# start of DATA
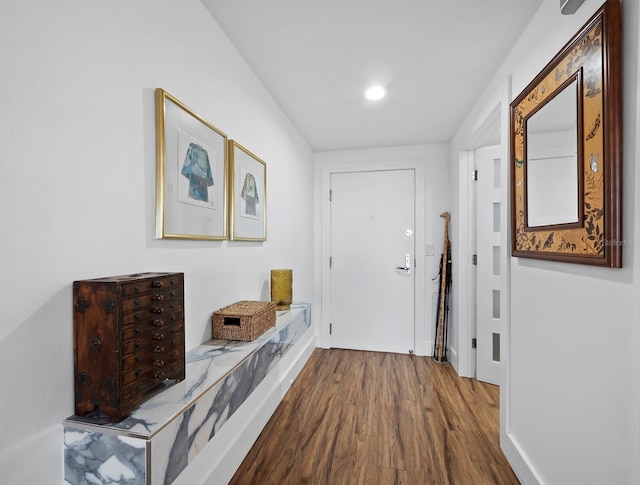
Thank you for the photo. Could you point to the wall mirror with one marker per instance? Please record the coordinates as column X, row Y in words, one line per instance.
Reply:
column 566, row 151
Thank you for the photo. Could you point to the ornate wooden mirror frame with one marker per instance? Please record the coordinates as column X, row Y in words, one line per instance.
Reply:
column 593, row 59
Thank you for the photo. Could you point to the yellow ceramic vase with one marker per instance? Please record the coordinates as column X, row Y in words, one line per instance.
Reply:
column 282, row 288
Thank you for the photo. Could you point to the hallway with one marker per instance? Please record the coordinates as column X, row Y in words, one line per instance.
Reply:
column 354, row 417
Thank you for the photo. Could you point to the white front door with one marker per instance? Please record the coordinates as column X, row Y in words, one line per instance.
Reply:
column 373, row 260
column 490, row 300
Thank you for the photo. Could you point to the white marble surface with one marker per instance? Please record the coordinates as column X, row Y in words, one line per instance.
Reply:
column 176, row 423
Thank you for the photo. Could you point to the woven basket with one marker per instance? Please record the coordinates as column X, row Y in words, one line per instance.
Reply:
column 244, row 320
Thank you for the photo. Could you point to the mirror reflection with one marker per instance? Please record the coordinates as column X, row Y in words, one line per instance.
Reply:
column 552, row 161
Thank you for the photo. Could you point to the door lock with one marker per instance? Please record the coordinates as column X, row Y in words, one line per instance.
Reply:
column 407, row 264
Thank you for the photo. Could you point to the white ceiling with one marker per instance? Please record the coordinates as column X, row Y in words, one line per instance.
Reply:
column 316, row 57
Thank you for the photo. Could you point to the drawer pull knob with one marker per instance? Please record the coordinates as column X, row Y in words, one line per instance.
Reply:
column 83, row 379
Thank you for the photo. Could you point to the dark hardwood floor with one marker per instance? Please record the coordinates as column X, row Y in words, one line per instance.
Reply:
column 354, row 417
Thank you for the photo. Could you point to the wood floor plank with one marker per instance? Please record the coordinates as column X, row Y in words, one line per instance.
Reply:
column 354, row 417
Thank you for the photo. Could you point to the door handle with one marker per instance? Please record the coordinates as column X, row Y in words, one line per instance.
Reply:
column 407, row 264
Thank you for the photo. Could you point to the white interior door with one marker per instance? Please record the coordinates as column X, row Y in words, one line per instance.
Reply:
column 490, row 298
column 373, row 260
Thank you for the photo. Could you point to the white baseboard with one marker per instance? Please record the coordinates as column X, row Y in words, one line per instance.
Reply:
column 520, row 463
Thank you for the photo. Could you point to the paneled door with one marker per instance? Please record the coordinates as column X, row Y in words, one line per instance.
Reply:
column 372, row 261
column 490, row 296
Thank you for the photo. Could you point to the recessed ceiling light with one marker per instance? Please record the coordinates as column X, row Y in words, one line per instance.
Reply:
column 375, row 92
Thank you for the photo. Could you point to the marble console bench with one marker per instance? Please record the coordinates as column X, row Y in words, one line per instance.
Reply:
column 161, row 437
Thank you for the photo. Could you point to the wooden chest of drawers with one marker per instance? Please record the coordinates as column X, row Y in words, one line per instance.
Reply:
column 128, row 339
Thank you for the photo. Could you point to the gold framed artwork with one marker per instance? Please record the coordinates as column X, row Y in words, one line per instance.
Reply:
column 566, row 133
column 191, row 173
column 248, row 194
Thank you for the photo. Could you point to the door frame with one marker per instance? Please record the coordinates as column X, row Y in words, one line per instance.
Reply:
column 420, row 323
column 493, row 130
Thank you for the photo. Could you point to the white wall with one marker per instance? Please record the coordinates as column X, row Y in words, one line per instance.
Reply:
column 77, row 188
column 570, row 406
column 434, row 160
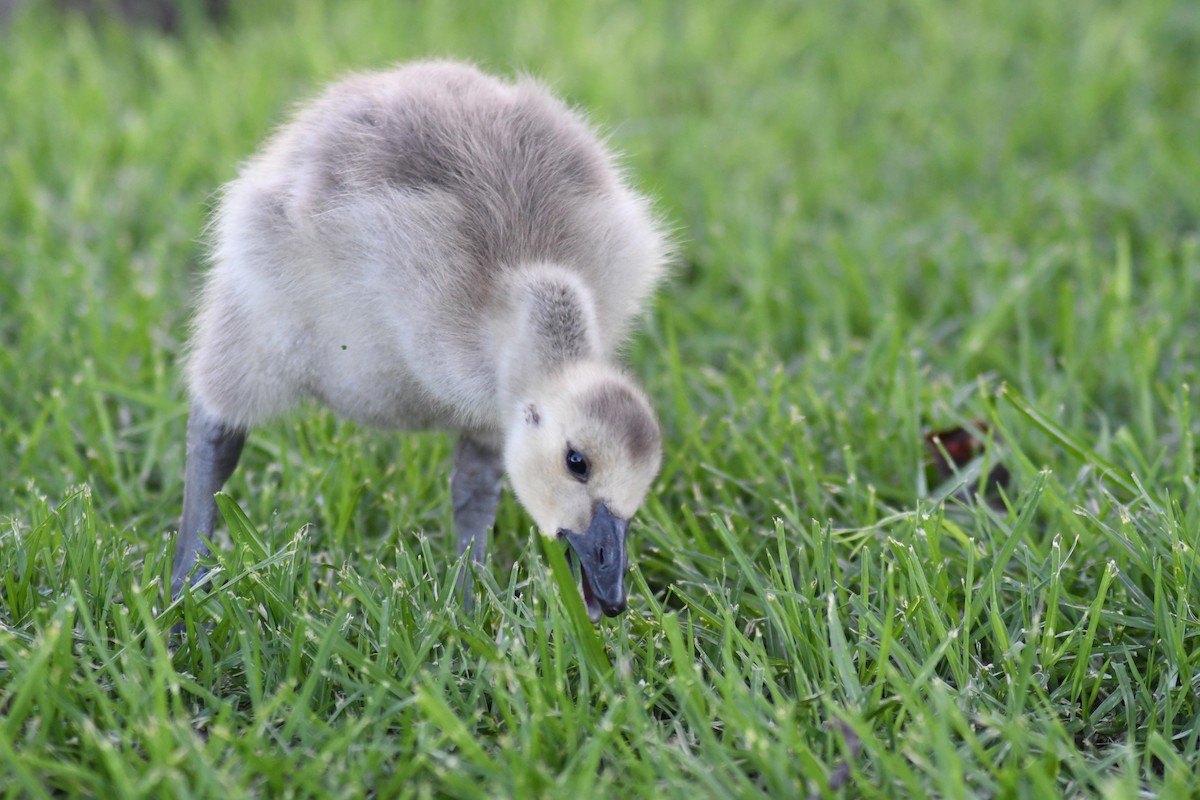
# end of DATA
### OBJECTIVE
Render every line of the material above as a Markdown table with the columns Number and Entry, numbering the rows in order. Skip blank lines and leave the pictures out.

### THE ANSWER
| Number | Entry |
|---|---|
| 1 | Thank you for the photo. Could you point to the wall mirror with one marker per instance? Please record the coordinates as column X, row Y in words, one line per instance. |
| 2 | Reply: |
| 3 | column 566, row 151 |
| 4 | Thank you for the photo. Could you point to the ornate wooden mirror frame with one marker per instance? Please record the coordinates as column X, row Y in words, one line per instance. |
| 5 | Reply: |
| 6 | column 593, row 59 |
| 7 | Thank you for the photo. Could you point to the yellow ceramic vase with one marker per instance? Please record the coordinates as column X, row Y in words, one line per instance. |
| 8 | Reply: |
| 9 | column 282, row 288 |
| 10 | Thank you for the photo. Could you point to the hallway with one marker per instance? Please record the coordinates as column X, row Y in words, one line per instance. |
| 11 | Reply: |
| 12 | column 354, row 417 |
| 13 | Thank you for the photo. Could you point to the white front door with one marker per instance? Please record the coordinates as column X, row Y in words, one line per instance. |
| 14 | Reply: |
| 15 | column 373, row 260 |
| 16 | column 490, row 300 |
| 17 | Thank you for the photo. Could you point to the white marble surface with one marker per instance? Please record the coordinates as column X, row Y in words, one line per instance. |
| 18 | Reply: |
| 19 | column 176, row 423 |
| 20 | Thank you for the photo. Could you point to the woven basket with one marker per instance? Please record the coordinates as column X, row Y in words, one line per instance. |
| 21 | Reply: |
| 22 | column 244, row 320 |
| 23 | Thank you for the photo. Could you point to the mirror reflection with one marker per instance? Please record the coordinates as column X, row Y in words, one line per instance. |
| 24 | Reply: |
| 25 | column 552, row 161 |
| 26 | Thank you for the photo. Could you point to the door lock with one marker per instance? Please record the coordinates as column X, row Y in words, one line per instance. |
| 27 | Reply: |
| 28 | column 407, row 264 |
| 29 | Thank you for the photo. Could you point to the white ceiling with one marker per instance? Please record the coordinates as column X, row Y in words, one line per instance. |
| 30 | Reply: |
| 31 | column 316, row 57 |
| 32 | Thank you for the photo. Could you point to the drawer pull knob with one marker per instance? Please record the coordinates as column X, row Y in words, one line per instance. |
| 33 | Reply: |
| 34 | column 83, row 379 |
| 35 | Thank you for the photo. Could you point to the dark hardwood floor with one marker per instance? Please record the coordinates as column X, row Y in words, one line per instance. |
| 36 | Reply: |
| 37 | column 354, row 417 |
| 38 | Thank you for the photo. Could you point to the wood floor plank with one marker per instance? Please record the coordinates as column X, row Y in words, one line per instance. |
| 39 | Reply: |
| 40 | column 354, row 417 |
| 41 | Thank you for the photo. Could you point to the door handle with one marker per instance? Please record the coordinates as column X, row Y in words, one line per instance. |
| 42 | Reply: |
| 43 | column 407, row 264 |
| 44 | Thank you for the photo. Could you point to the white interior door with one marker per instance? Please record the coordinates as column X, row Y in words, one line per instance. |
| 45 | Reply: |
| 46 | column 490, row 298 |
| 47 | column 373, row 260 |
| 48 | Thank you for the photo. Could you point to the white baseboard with one marker per instance? Please record the coordinates as column X, row Y in words, one line per instance. |
| 49 | Reply: |
| 50 | column 520, row 463 |
| 51 | Thank you for the photo. Could you point to the paneled door with one marker per instance? Please record the coordinates as column X, row Y in words, one line per instance. |
| 52 | Reply: |
| 53 | column 372, row 261 |
| 54 | column 490, row 296 |
| 55 | Thank you for the photo. Could you point to the recessed ceiling light with one marker per instance? Please record the coordinates as column X, row Y in words, one line per instance. |
| 56 | Reply: |
| 57 | column 375, row 92 |
| 58 | Thank you for the photo. Could you point to the marble console bench with one marker per instance? Please record the coordinates as column X, row Y in words, one line per instance. |
| 59 | Reply: |
| 60 | column 161, row 437 |
| 61 | Thank you for the photo. Could you point to the wooden chest of drawers with one marker per instance? Please record the coordinates as column X, row Y in words, one line per instance. |
| 62 | Reply: |
| 63 | column 128, row 339 |
| 64 | Thank you for the photo. Could you point to the gold framed artwork with one marker per instance? Please record the coordinates as column X, row Y in words, one line per instance. |
| 65 | Reply: |
| 66 | column 566, row 133 |
| 67 | column 191, row 173 |
| 68 | column 248, row 194 |
| 69 | Thank you for the photo. Could you point to the door frame with one marker per instance? Please record the coordinates as column X, row Y in words, one line per instance. |
| 70 | Reply: |
| 71 | column 420, row 323 |
| 72 | column 493, row 130 |
| 73 | Thank you for the photo. Could you point to the white wall with one marker per instance? Please record the coordinates as column X, row Y in words, one line per instance. |
| 74 | Reply: |
| 75 | column 77, row 188 |
| 76 | column 570, row 406 |
| 77 | column 434, row 160 |